------ Data supplied ------

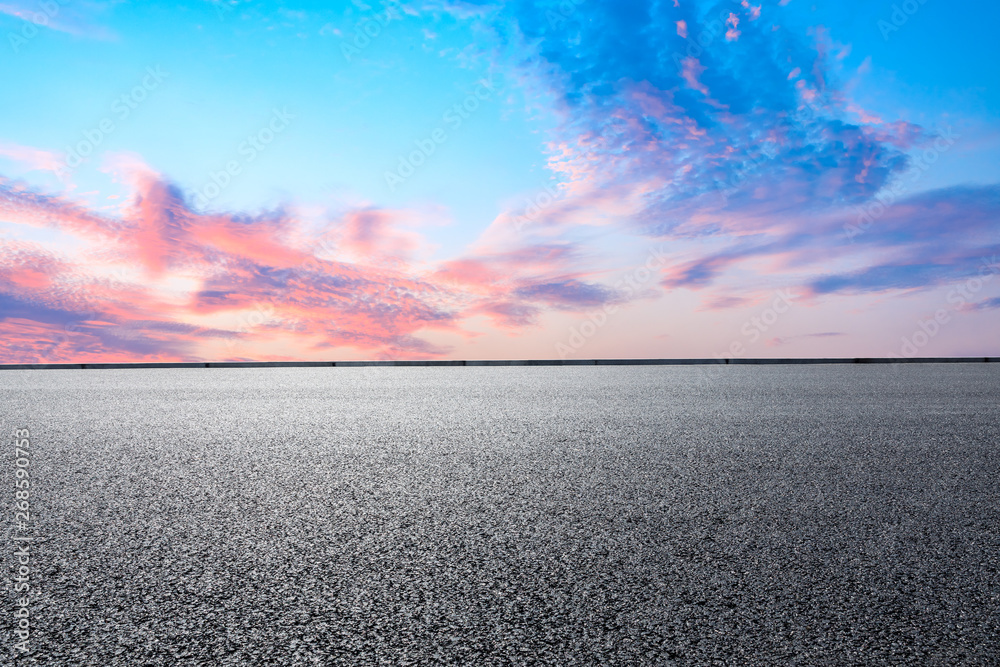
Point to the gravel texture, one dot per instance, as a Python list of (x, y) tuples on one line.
[(769, 515)]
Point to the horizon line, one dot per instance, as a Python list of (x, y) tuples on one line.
[(499, 362)]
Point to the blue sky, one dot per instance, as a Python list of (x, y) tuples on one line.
[(739, 145)]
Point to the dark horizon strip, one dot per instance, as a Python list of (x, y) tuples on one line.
[(501, 362)]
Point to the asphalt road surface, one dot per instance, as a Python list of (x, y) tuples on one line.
[(743, 515)]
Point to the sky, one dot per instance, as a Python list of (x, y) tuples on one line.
[(226, 180)]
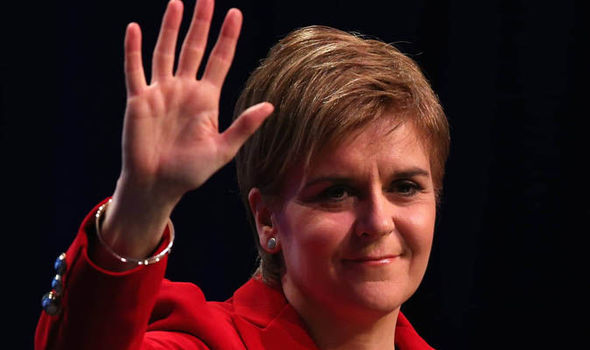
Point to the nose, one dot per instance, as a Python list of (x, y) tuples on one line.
[(375, 216)]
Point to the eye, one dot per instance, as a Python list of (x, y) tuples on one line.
[(335, 193), (406, 188)]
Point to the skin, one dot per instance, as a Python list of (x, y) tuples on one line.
[(171, 139), (355, 232)]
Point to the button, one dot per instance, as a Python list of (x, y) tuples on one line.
[(60, 264), (57, 284), (51, 303)]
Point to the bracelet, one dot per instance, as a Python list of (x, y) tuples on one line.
[(151, 260)]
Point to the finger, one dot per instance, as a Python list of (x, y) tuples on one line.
[(195, 42), (244, 126), (223, 51), (163, 59), (134, 75)]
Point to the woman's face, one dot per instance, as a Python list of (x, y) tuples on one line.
[(356, 228)]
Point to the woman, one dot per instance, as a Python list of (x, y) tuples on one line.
[(341, 182)]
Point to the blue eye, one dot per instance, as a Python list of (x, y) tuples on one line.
[(406, 188), (335, 193)]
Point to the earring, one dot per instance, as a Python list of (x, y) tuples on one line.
[(272, 243)]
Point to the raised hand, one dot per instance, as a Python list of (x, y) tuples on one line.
[(171, 140)]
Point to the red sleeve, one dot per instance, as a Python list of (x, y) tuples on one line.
[(101, 309)]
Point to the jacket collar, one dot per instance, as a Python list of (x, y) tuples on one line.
[(266, 320)]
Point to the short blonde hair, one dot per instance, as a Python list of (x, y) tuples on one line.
[(326, 84)]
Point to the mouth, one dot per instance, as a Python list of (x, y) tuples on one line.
[(372, 260)]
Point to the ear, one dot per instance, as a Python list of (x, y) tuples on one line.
[(262, 213)]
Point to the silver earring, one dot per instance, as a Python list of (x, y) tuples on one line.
[(272, 243)]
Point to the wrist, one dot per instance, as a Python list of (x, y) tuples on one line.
[(136, 219)]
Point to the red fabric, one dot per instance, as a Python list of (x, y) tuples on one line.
[(139, 309)]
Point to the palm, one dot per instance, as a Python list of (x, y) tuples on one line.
[(171, 134)]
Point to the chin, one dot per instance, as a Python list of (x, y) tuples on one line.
[(382, 297)]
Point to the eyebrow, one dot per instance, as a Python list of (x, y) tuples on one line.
[(404, 174)]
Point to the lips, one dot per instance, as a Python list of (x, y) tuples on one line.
[(373, 260)]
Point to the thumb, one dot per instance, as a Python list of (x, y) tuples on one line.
[(245, 125)]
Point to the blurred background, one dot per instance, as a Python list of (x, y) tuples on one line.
[(508, 261)]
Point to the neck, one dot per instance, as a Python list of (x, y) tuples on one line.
[(340, 328)]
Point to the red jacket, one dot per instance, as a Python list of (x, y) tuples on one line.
[(139, 309)]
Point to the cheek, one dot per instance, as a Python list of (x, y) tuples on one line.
[(310, 234), (416, 224)]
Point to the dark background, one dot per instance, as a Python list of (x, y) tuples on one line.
[(508, 259)]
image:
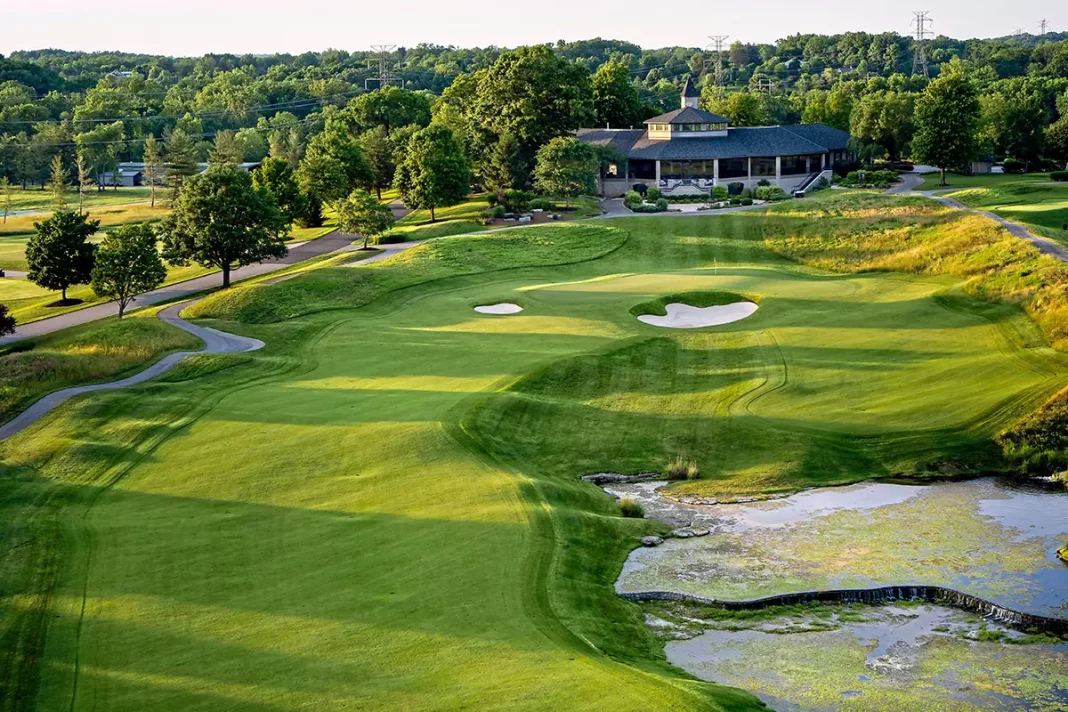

------

* [The problem] The answer must be an exact copy of the records, with no images in it.

* [Task answer]
Point to the gravel texture, one dot per instance, as a Python list of (x, y) tuples on one line.
[(769, 515)]
Point to the horizon line, one dot per instance, as a Python list of (x, y) tuples on one line.
[(499, 362)]
Point to the blue sky, one dot per instance, as a Python list of (x, y) tuples on one line.
[(739, 145)]
Point to the dark horizon strip, one dot per instance, as a Python list of (x, y) tuples on one line.
[(501, 362)]
Point to the asphalt road surface, one dot per instance, as a Python list of (x, y) tuples on one line.
[(743, 515)]
Point to the sky, one dot per instance, as a Python list of (x, y) tuples on one line.
[(226, 180)]
Point to the nose, one dot per instance, as a Python list of (x, y) tuples on one line.
[(375, 216)]
Point to the eye, one dot per instance, as a Python list of (x, y) tuples on one line.
[(335, 193), (406, 188)]
Point to the skin, one dot per instance, as a Python list of (x, y) tuples on one line.
[(171, 139), (355, 232)]
Point to the button, one dot per instance, as a Python list of (x, y) tuples on one line.
[(60, 264), (57, 284), (51, 303)]
Point to the bracelet, one dot per instance, as a Python list of (x, y) tuples on one line.
[(151, 260)]
Point to the finger, one dot per instance, as a Python list of (x, y) tuples on one line.
[(195, 42), (244, 126), (223, 51), (163, 59), (134, 75)]
Point to the woman's face, one dot per instance, as a Python list of (x, y) tuples on one line.
[(356, 228)]
Point to the woman, one dot per instance, as a Python list of (x, y) tuples on one line.
[(341, 182)]
Point to the blue eye, one dot per instance, as a Python list of (x, y) tuples on one line.
[(406, 188), (335, 193)]
Point to the earring, one dot per instance, as a Python list of (x, y) tuples on one line.
[(272, 243)]
Point to the raised hand, one dot per instance, as a Python list of (x, y) tuples on one line.
[(171, 140)]
Point to the red sleeve, one dot per instance, as a Python list of (x, y) tuples on one line.
[(101, 309)]
Point to the jacket collar, one dot per instance, as a Python list of (x, y) tuples on one line.
[(266, 320)]
Point to the short blonde hair, one dot per instance, as a Python list of (x, y) tuples on one line.
[(326, 84)]
Point to the mouth, one dot per instance, as a Python list of (x, y) tuples on one line.
[(372, 260)]
Point to the ear, one dot per instance, as a Python list of (x, y) tuples on one line.
[(262, 213)]
Point to the silver earring, one dot per instance, as a Python list of (x, y) tuples on one line.
[(272, 243)]
Point to the wrist, one dot per instance, as a Python list of (x, y) tuples on one line.
[(136, 219)]
Point to the red fabric, one dot per instance, as a Python list of (x, y) tuples on one line.
[(139, 309)]
Point to the palm, one dot per instance, as a Python list of (x, y) tuples on one line.
[(171, 134)]
Point to the chin, one dot per instance, as a Python list of (x, y) tuples on one line.
[(382, 297)]
Point to the eyebrow, one dot per instance, as a Python list of (x, y) tuples on one line.
[(404, 174)]
Point to the lips, one dot per instance, as a Python list of (x, y) tuples on one line.
[(373, 260)]
Point to the thumb, one dot per instance, as a Python list of (x, y) tuples on one line.
[(245, 125)]
Point to the blurred background, one dot per instance, as a Python list of (x, y) tuples on one line.
[(508, 261)]
Point to the neck, one dot per instance, as a Python list of (x, y) tuples on one line.
[(340, 328)]
Point to the red jacket, one dot per instance, as a Python list of (x, y) tuples on one line.
[(139, 309)]
Point to the cheek, one dot per instance, as a Python list of (x, y) tuples on one line.
[(310, 234), (416, 224)]
Point to the dark background, one dot per instance, as a Python list of (x, y) tuples on one line.
[(508, 259)]
image:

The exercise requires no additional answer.